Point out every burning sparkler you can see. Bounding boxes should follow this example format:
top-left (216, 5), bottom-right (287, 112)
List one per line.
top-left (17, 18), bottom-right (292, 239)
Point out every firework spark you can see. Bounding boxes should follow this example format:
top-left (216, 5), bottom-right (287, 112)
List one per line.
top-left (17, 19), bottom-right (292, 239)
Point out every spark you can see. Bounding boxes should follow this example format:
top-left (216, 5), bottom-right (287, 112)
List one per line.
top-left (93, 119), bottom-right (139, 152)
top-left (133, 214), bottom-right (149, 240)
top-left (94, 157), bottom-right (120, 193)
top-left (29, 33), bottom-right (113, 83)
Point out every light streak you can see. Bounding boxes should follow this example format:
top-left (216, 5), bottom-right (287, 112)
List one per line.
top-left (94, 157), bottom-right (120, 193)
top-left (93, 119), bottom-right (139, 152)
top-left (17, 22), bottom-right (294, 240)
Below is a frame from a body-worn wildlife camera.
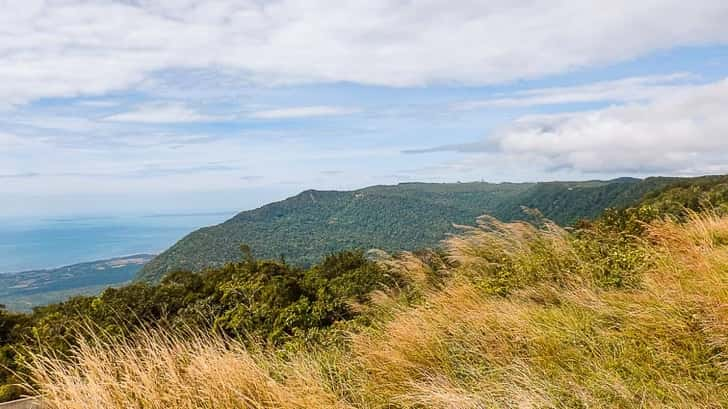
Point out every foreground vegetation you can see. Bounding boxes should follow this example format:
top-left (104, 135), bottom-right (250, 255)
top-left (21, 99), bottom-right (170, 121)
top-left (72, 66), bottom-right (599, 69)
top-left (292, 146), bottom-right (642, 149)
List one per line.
top-left (19, 209), bottom-right (728, 409)
top-left (0, 178), bottom-right (728, 409)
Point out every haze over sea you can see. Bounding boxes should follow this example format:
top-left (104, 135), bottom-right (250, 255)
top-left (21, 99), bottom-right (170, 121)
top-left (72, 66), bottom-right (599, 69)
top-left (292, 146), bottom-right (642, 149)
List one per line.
top-left (0, 212), bottom-right (234, 273)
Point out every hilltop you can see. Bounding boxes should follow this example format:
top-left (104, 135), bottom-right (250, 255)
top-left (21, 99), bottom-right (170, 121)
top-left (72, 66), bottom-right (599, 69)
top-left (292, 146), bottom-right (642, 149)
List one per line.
top-left (138, 178), bottom-right (677, 281)
top-left (12, 177), bottom-right (728, 409)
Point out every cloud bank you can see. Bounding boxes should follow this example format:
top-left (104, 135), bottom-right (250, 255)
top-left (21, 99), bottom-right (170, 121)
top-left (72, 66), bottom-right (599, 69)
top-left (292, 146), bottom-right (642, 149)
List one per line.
top-left (409, 79), bottom-right (728, 174)
top-left (0, 0), bottom-right (728, 105)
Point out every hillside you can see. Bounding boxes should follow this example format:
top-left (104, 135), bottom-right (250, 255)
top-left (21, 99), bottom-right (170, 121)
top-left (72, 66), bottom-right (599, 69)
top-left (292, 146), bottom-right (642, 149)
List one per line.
top-left (138, 178), bottom-right (674, 281)
top-left (18, 177), bottom-right (728, 409)
top-left (0, 254), bottom-right (153, 311)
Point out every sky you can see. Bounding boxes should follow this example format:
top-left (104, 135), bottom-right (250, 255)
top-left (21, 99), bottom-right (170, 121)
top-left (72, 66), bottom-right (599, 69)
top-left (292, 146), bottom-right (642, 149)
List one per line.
top-left (0, 0), bottom-right (728, 217)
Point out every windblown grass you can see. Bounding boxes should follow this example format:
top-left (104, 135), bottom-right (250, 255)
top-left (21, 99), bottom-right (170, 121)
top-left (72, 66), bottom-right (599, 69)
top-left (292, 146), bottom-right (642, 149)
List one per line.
top-left (25, 214), bottom-right (728, 409)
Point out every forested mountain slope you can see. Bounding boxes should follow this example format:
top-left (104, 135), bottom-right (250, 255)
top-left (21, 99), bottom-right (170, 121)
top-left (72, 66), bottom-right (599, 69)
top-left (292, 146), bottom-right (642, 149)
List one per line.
top-left (139, 178), bottom-right (675, 281)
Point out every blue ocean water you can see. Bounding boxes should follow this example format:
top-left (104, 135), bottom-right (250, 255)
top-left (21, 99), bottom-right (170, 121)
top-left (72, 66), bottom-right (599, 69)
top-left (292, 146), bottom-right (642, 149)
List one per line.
top-left (0, 212), bottom-right (234, 273)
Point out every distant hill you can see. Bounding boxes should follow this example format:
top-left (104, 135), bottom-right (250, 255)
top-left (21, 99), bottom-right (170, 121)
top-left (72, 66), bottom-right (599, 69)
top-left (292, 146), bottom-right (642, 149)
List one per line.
top-left (0, 254), bottom-right (154, 311)
top-left (138, 178), bottom-right (679, 281)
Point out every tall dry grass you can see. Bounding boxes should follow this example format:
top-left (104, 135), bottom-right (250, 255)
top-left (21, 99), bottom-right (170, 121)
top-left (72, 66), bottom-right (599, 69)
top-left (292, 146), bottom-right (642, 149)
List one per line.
top-left (25, 214), bottom-right (728, 409)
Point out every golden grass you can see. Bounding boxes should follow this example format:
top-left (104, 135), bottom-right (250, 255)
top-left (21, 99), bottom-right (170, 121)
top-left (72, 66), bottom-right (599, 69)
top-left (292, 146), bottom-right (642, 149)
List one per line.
top-left (25, 214), bottom-right (728, 409)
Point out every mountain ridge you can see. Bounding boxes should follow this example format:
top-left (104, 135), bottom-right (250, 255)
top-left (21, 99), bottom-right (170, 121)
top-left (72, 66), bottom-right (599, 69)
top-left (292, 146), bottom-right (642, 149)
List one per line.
top-left (137, 177), bottom-right (679, 282)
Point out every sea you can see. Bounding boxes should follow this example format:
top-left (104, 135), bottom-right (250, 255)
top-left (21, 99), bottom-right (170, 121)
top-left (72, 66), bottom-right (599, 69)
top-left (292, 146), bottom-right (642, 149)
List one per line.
top-left (0, 212), bottom-right (234, 273)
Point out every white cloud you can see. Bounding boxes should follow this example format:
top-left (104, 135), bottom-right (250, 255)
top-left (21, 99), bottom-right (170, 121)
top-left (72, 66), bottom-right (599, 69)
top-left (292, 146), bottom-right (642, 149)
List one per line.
top-left (104, 103), bottom-right (221, 124)
top-left (413, 79), bottom-right (728, 174)
top-left (250, 106), bottom-right (359, 119)
top-left (454, 73), bottom-right (693, 110)
top-left (0, 0), bottom-right (728, 105)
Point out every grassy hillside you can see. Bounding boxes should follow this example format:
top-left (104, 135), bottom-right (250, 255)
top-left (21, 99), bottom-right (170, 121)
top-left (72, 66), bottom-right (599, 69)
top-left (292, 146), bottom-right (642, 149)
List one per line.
top-left (22, 190), bottom-right (728, 409)
top-left (139, 178), bottom-right (672, 281)
top-left (0, 254), bottom-right (153, 311)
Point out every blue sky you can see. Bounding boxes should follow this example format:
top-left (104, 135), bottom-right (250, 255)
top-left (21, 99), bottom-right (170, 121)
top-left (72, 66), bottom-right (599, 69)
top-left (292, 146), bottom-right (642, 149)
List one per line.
top-left (0, 0), bottom-right (728, 216)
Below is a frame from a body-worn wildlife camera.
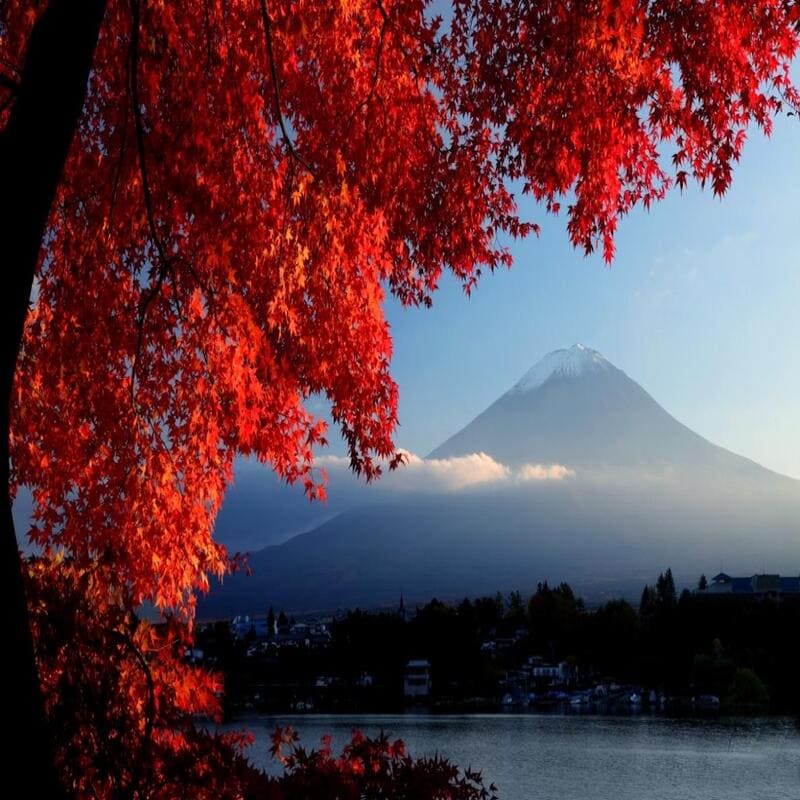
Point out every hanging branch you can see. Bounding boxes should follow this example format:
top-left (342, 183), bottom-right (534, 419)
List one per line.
top-left (260, 0), bottom-right (316, 177)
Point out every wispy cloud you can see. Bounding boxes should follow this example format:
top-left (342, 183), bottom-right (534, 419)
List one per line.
top-left (317, 451), bottom-right (575, 492)
top-left (517, 464), bottom-right (575, 481)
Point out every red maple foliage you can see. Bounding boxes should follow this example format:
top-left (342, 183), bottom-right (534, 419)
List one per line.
top-left (0, 0), bottom-right (800, 796)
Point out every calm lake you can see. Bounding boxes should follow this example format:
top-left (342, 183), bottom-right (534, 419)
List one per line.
top-left (226, 714), bottom-right (800, 800)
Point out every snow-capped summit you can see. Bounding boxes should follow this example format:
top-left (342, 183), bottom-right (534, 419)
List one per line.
top-left (512, 344), bottom-right (611, 392)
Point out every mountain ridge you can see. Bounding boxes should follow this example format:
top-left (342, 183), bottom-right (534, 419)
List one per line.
top-left (202, 346), bottom-right (800, 614)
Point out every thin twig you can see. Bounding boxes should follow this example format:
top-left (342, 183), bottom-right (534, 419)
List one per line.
top-left (260, 0), bottom-right (316, 177)
top-left (130, 0), bottom-right (172, 402)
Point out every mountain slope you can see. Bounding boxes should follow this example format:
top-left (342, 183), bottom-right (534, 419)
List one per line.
top-left (202, 346), bottom-right (800, 615)
top-left (429, 345), bottom-right (784, 480)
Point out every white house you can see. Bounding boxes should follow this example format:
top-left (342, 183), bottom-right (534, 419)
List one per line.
top-left (403, 659), bottom-right (431, 698)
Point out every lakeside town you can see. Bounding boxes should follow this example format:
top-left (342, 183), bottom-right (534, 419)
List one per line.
top-left (194, 569), bottom-right (800, 715)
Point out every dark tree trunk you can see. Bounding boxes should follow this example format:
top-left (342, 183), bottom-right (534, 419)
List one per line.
top-left (0, 0), bottom-right (105, 798)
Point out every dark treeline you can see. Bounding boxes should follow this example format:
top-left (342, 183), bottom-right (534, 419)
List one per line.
top-left (200, 570), bottom-right (800, 712)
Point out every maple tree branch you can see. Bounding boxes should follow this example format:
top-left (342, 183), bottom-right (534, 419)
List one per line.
top-left (130, 0), bottom-right (175, 406)
top-left (260, 0), bottom-right (316, 177)
top-left (109, 628), bottom-right (156, 797)
top-left (347, 0), bottom-right (389, 132)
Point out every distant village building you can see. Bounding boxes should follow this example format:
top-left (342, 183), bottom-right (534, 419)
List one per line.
top-left (403, 659), bottom-right (431, 699)
top-left (526, 656), bottom-right (569, 686)
top-left (698, 572), bottom-right (800, 597)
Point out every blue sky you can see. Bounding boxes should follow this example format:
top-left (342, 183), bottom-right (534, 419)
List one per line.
top-left (380, 112), bottom-right (800, 478)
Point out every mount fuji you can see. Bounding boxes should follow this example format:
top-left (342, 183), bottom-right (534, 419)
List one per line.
top-left (429, 344), bottom-right (790, 482)
top-left (201, 345), bottom-right (800, 615)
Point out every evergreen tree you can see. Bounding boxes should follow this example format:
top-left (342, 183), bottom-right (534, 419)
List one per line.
top-left (639, 576), bottom-right (661, 619)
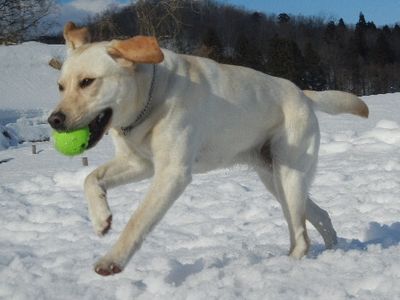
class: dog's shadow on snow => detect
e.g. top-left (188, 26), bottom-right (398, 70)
top-left (308, 222), bottom-right (400, 258)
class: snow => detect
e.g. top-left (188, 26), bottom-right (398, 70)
top-left (0, 43), bottom-right (400, 300)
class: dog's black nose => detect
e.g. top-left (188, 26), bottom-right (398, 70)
top-left (47, 111), bottom-right (65, 130)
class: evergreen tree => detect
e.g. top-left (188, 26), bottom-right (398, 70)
top-left (202, 27), bottom-right (223, 61)
top-left (371, 31), bottom-right (395, 66)
top-left (353, 13), bottom-right (368, 58)
top-left (304, 42), bottom-right (326, 91)
top-left (267, 36), bottom-right (305, 88)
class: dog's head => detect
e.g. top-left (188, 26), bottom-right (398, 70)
top-left (48, 22), bottom-right (164, 148)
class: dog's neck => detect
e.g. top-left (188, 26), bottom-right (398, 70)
top-left (121, 64), bottom-right (157, 136)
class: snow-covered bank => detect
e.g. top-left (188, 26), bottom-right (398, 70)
top-left (0, 42), bottom-right (400, 300)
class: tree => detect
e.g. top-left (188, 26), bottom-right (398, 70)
top-left (371, 32), bottom-right (395, 66)
top-left (267, 36), bottom-right (305, 88)
top-left (134, 0), bottom-right (185, 38)
top-left (196, 27), bottom-right (224, 62)
top-left (304, 42), bottom-right (326, 91)
top-left (0, 0), bottom-right (55, 42)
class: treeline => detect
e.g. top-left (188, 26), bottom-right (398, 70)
top-left (62, 0), bottom-right (400, 95)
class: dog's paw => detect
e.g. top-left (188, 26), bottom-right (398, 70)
top-left (94, 258), bottom-right (123, 276)
top-left (92, 215), bottom-right (112, 236)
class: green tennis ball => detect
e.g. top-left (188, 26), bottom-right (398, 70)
top-left (53, 126), bottom-right (90, 156)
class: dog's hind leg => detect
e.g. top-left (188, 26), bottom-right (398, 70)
top-left (95, 139), bottom-right (193, 276)
top-left (84, 155), bottom-right (153, 235)
top-left (306, 198), bottom-right (337, 249)
top-left (262, 106), bottom-right (319, 258)
top-left (255, 162), bottom-right (337, 249)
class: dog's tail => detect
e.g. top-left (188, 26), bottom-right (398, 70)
top-left (303, 90), bottom-right (369, 118)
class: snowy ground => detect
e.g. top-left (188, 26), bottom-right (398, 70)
top-left (0, 44), bottom-right (400, 299)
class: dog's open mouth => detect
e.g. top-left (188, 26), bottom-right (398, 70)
top-left (87, 108), bottom-right (112, 149)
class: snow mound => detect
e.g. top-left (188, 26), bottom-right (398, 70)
top-left (0, 42), bottom-right (65, 110)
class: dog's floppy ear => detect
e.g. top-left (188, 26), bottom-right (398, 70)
top-left (107, 35), bottom-right (164, 64)
top-left (64, 22), bottom-right (90, 50)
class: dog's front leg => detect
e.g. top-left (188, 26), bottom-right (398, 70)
top-left (95, 163), bottom-right (191, 276)
top-left (84, 156), bottom-right (153, 235)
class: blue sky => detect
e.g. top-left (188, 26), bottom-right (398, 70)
top-left (57, 0), bottom-right (400, 26)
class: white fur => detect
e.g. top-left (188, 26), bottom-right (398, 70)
top-left (54, 43), bottom-right (368, 275)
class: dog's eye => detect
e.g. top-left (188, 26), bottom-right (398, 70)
top-left (79, 78), bottom-right (94, 89)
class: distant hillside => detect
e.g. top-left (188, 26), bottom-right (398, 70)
top-left (72, 0), bottom-right (400, 95)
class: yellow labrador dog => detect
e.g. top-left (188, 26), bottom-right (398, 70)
top-left (49, 23), bottom-right (368, 275)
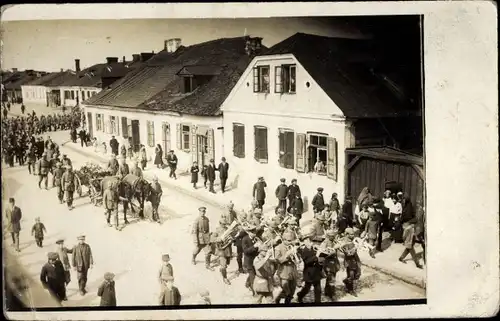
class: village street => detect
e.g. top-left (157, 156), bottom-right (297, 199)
top-left (2, 107), bottom-right (425, 306)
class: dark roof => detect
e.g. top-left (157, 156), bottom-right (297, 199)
top-left (85, 37), bottom-right (260, 116)
top-left (346, 146), bottom-right (424, 166)
top-left (263, 33), bottom-right (418, 118)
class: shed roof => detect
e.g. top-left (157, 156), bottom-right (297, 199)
top-left (263, 33), bottom-right (418, 118)
top-left (345, 146), bottom-right (424, 166)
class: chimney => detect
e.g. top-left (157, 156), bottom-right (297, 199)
top-left (106, 57), bottom-right (118, 65)
top-left (75, 59), bottom-right (80, 73)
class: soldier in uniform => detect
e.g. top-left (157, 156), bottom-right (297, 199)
top-left (151, 176), bottom-right (163, 223)
top-left (102, 184), bottom-right (119, 230)
top-left (275, 231), bottom-right (299, 304)
top-left (37, 153), bottom-right (50, 189)
top-left (191, 206), bottom-right (210, 268)
top-left (108, 153), bottom-right (120, 175)
top-left (61, 165), bottom-right (78, 210)
top-left (52, 162), bottom-right (64, 204)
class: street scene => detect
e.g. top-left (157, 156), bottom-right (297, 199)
top-left (1, 17), bottom-right (426, 309)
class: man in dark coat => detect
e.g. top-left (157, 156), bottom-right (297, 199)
top-left (5, 197), bottom-right (23, 252)
top-left (72, 235), bottom-right (94, 295)
top-left (167, 150), bottom-right (178, 179)
top-left (274, 178), bottom-right (288, 211)
top-left (311, 187), bottom-right (325, 213)
top-left (252, 176), bottom-right (267, 209)
top-left (40, 252), bottom-right (66, 302)
top-left (109, 136), bottom-right (120, 155)
top-left (206, 159), bottom-right (217, 194)
top-left (217, 157), bottom-right (229, 193)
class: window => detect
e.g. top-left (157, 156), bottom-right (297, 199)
top-left (308, 134), bottom-right (328, 175)
top-left (181, 125), bottom-right (191, 151)
top-left (253, 66), bottom-right (269, 93)
top-left (147, 120), bottom-right (155, 147)
top-left (279, 128), bottom-right (295, 169)
top-left (254, 126), bottom-right (268, 163)
top-left (233, 123), bottom-right (245, 158)
top-left (274, 65), bottom-right (296, 94)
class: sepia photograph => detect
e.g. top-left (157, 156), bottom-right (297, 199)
top-left (1, 1), bottom-right (496, 318)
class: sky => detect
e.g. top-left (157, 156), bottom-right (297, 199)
top-left (1, 17), bottom-right (371, 71)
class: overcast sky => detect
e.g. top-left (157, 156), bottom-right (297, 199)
top-left (2, 18), bottom-right (367, 71)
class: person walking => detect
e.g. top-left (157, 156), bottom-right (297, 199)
top-left (217, 157), bottom-right (229, 193)
top-left (72, 235), bottom-right (94, 295)
top-left (5, 197), bottom-right (23, 252)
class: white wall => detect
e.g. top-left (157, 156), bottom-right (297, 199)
top-left (84, 106), bottom-right (224, 171)
top-left (222, 55), bottom-right (352, 204)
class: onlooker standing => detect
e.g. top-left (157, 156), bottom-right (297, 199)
top-left (31, 217), bottom-right (47, 247)
top-left (73, 235), bottom-right (94, 295)
top-left (109, 136), bottom-right (120, 155)
top-left (252, 176), bottom-right (267, 209)
top-left (274, 178), bottom-right (288, 211)
top-left (5, 197), bottom-right (23, 252)
top-left (167, 150), bottom-right (178, 179)
top-left (97, 272), bottom-right (116, 307)
top-left (207, 159), bottom-right (216, 194)
top-left (191, 162), bottom-right (199, 189)
top-left (154, 144), bottom-right (163, 168)
top-left (217, 157), bottom-right (229, 193)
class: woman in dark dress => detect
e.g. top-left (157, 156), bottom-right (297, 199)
top-left (154, 144), bottom-right (163, 168)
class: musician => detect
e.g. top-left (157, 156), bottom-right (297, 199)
top-left (108, 153), bottom-right (120, 175)
top-left (297, 229), bottom-right (323, 303)
top-left (52, 162), bottom-right (64, 204)
top-left (319, 230), bottom-right (340, 300)
top-left (341, 228), bottom-right (361, 296)
top-left (275, 230), bottom-right (299, 304)
top-left (241, 226), bottom-right (263, 295)
top-left (191, 206), bottom-right (210, 268)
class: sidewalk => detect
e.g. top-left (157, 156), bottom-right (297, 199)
top-left (59, 142), bottom-right (426, 289)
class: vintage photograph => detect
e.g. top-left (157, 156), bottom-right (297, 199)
top-left (1, 15), bottom-right (427, 311)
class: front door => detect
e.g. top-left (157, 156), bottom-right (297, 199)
top-left (132, 120), bottom-right (141, 153)
top-left (196, 135), bottom-right (210, 167)
top-left (87, 112), bottom-right (94, 137)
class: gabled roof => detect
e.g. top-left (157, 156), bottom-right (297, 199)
top-left (263, 33), bottom-right (418, 118)
top-left (85, 37), bottom-right (262, 115)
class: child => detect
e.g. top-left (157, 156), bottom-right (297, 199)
top-left (97, 272), bottom-right (116, 307)
top-left (191, 162), bottom-right (199, 189)
top-left (201, 165), bottom-right (208, 189)
top-left (159, 277), bottom-right (182, 306)
top-left (158, 254), bottom-right (174, 291)
top-left (31, 217), bottom-right (47, 247)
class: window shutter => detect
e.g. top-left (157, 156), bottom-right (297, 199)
top-left (253, 67), bottom-right (260, 93)
top-left (326, 137), bottom-right (337, 181)
top-left (207, 128), bottom-right (215, 160)
top-left (122, 117), bottom-right (128, 138)
top-left (176, 124), bottom-right (183, 150)
top-left (274, 66), bottom-right (283, 93)
top-left (295, 133), bottom-right (306, 173)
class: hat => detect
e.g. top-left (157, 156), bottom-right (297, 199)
top-left (47, 252), bottom-right (59, 260)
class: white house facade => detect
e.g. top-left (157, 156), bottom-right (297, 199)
top-left (221, 54), bottom-right (354, 205)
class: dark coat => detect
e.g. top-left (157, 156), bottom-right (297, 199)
top-left (72, 243), bottom-right (94, 271)
top-left (206, 164), bottom-right (216, 182)
top-left (252, 182), bottom-right (267, 201)
top-left (191, 166), bottom-right (200, 184)
top-left (217, 163), bottom-right (229, 179)
top-left (97, 280), bottom-right (116, 307)
top-left (298, 248), bottom-right (322, 283)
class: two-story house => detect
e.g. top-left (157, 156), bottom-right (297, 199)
top-left (221, 33), bottom-right (420, 203)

---*---

_TO BE DONE:_ Copy the listing word for word, from the line with "Point out every evergreen" to the line with "top-left (47, 111), bottom-right (65, 130)", including both of those lines. Leave the picture out of your copy.

_EXERCISE OUTPUT:_
Point out every evergreen tree you can see. Bounding boxes should follow this example format:
top-left (342, 183), bottom-right (534, 419)
List one per line.
top-left (639, 576), bottom-right (661, 619)
class: dog's shadow on snow => detect
e.g. top-left (188, 26), bottom-right (398, 70)
top-left (308, 222), bottom-right (400, 258)
class: snow => detect
e.g. top-left (188, 26), bottom-right (398, 70)
top-left (0, 43), bottom-right (400, 300)
class: dog's black nose => detect
e.g. top-left (188, 26), bottom-right (398, 70)
top-left (47, 111), bottom-right (65, 130)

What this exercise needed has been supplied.